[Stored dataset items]
[Start]
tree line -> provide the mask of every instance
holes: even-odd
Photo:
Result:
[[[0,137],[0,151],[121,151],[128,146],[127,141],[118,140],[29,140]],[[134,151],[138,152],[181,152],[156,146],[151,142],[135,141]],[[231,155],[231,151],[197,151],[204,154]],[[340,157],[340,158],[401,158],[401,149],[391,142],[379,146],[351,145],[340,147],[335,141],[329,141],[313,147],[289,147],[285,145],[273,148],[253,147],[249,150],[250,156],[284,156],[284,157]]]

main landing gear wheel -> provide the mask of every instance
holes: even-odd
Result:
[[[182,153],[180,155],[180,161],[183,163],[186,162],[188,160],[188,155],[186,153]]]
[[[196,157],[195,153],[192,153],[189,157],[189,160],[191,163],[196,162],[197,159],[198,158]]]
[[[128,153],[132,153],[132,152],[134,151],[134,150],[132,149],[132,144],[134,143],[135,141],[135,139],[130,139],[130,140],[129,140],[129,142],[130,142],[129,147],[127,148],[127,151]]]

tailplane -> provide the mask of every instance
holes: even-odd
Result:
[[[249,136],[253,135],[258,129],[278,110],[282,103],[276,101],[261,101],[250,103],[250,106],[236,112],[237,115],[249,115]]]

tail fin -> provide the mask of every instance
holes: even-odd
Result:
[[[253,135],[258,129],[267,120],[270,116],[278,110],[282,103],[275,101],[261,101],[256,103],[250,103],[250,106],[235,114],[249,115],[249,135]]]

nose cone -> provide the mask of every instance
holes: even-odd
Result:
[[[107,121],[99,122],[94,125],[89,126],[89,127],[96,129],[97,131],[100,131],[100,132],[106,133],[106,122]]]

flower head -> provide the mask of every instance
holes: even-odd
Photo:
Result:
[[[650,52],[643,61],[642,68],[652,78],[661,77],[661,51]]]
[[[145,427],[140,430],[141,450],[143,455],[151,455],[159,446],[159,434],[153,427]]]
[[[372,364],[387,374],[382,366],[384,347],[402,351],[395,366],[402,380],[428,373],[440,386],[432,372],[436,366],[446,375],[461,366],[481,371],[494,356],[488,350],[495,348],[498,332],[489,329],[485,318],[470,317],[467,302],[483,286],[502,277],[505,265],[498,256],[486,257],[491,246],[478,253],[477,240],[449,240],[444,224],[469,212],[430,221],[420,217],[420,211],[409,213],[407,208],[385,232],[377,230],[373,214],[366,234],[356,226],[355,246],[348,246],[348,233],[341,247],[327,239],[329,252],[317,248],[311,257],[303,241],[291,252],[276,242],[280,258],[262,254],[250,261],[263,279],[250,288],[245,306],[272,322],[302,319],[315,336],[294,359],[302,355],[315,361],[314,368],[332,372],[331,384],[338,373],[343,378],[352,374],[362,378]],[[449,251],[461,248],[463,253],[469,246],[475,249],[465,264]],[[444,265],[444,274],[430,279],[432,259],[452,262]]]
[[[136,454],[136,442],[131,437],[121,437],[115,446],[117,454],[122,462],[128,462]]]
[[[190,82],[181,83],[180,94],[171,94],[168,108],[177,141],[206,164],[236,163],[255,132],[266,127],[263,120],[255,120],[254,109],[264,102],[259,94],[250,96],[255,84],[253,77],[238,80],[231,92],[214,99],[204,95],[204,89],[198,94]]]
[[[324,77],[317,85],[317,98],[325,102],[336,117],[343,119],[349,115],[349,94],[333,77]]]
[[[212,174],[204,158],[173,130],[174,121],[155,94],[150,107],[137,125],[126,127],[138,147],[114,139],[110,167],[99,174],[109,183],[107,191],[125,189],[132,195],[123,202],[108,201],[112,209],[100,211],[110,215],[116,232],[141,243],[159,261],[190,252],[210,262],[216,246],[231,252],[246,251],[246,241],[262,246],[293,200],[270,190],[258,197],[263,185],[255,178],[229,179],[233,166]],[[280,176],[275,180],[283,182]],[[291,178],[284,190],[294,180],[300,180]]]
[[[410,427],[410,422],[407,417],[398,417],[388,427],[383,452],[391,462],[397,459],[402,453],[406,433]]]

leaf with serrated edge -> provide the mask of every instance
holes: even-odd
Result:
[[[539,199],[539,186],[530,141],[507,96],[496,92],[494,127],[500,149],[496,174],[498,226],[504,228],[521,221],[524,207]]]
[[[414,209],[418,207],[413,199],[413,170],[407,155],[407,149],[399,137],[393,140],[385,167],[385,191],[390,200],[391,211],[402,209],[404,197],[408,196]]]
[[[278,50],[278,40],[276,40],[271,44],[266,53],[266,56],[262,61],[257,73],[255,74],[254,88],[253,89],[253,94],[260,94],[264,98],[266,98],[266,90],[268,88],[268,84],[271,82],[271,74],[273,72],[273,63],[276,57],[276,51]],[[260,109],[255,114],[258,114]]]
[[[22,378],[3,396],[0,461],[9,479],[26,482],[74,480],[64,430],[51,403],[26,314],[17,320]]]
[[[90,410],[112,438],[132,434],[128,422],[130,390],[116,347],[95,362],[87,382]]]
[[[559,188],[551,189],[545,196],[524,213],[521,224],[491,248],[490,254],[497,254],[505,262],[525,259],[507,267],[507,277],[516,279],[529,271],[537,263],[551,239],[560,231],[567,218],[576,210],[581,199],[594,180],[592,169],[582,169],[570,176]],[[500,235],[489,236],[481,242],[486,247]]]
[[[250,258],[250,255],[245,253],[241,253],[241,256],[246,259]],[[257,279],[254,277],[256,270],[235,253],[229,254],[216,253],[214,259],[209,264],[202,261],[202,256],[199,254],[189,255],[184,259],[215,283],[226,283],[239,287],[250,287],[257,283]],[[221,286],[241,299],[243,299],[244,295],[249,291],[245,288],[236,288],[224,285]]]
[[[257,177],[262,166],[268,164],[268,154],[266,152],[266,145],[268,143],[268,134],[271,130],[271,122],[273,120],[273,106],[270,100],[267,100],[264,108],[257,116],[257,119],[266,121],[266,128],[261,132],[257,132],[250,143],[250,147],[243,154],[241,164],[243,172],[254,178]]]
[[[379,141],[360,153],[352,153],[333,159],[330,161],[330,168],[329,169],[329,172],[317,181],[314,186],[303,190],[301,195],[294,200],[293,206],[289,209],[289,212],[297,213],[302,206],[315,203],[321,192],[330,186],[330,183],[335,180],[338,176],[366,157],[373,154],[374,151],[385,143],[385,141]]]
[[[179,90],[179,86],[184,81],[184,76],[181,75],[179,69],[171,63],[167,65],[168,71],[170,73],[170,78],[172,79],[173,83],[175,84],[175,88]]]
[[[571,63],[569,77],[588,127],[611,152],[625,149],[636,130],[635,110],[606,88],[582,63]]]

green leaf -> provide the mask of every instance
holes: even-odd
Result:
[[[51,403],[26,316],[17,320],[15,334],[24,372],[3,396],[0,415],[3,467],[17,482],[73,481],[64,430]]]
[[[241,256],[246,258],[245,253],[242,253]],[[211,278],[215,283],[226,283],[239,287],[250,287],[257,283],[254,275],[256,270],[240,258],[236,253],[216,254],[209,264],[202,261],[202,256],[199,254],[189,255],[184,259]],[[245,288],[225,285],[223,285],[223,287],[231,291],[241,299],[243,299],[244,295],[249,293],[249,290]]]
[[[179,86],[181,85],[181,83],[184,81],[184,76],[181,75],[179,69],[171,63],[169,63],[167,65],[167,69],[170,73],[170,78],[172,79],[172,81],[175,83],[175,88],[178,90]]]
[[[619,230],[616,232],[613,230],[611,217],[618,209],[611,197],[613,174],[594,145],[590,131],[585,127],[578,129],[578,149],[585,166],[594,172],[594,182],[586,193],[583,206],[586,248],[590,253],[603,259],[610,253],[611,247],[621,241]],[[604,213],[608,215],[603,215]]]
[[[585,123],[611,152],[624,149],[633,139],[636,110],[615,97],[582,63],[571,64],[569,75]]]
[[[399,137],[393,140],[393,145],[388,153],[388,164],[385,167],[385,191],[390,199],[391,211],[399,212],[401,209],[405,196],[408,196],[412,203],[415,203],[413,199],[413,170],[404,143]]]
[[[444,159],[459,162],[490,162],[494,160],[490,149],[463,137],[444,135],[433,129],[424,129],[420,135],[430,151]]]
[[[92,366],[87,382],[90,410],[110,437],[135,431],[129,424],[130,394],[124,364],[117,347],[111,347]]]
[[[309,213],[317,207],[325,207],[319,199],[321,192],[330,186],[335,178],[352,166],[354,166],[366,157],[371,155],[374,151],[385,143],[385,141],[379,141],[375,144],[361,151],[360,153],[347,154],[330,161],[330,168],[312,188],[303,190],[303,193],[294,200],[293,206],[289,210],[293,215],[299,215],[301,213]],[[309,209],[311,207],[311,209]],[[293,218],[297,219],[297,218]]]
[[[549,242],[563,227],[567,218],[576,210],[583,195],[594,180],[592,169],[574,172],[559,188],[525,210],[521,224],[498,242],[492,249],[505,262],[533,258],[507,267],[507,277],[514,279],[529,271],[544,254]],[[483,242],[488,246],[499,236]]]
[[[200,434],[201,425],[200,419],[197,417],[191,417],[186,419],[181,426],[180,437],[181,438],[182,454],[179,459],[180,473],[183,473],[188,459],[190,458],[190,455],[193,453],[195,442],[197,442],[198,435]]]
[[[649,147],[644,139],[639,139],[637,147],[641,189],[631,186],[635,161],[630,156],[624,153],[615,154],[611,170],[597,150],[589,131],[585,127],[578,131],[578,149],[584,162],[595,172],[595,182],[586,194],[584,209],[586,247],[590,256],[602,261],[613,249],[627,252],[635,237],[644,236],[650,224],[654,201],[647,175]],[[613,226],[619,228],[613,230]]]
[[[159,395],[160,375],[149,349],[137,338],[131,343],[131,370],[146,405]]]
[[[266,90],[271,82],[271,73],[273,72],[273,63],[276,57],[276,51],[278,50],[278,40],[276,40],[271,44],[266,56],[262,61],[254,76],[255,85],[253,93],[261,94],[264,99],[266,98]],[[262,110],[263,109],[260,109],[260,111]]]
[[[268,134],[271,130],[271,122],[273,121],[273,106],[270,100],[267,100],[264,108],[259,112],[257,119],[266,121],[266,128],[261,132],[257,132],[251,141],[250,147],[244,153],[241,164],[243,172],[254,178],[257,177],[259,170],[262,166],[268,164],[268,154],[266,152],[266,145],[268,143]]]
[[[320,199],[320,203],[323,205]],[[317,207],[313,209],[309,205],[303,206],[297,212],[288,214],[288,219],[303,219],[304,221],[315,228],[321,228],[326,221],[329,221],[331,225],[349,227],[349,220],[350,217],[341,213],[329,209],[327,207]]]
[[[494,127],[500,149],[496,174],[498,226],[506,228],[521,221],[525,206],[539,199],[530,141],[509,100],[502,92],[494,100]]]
[End]
### Your instructions
Identify every line in the records that contains the word "instance" and copy each of those lines out in full.

### Problem solution
tree line -> provide the mask of every instance
main landing gear wheel -> provide the mask of every instance
tailplane -> provide the mask of every instance
tail fin -> provide the mask of every instance
nose cone -> provide the mask of every instance
flower head -> provide the mask of every instance
leaf with serrated edge -> provide the mask of every instance
green leaf -> provide the mask of every instance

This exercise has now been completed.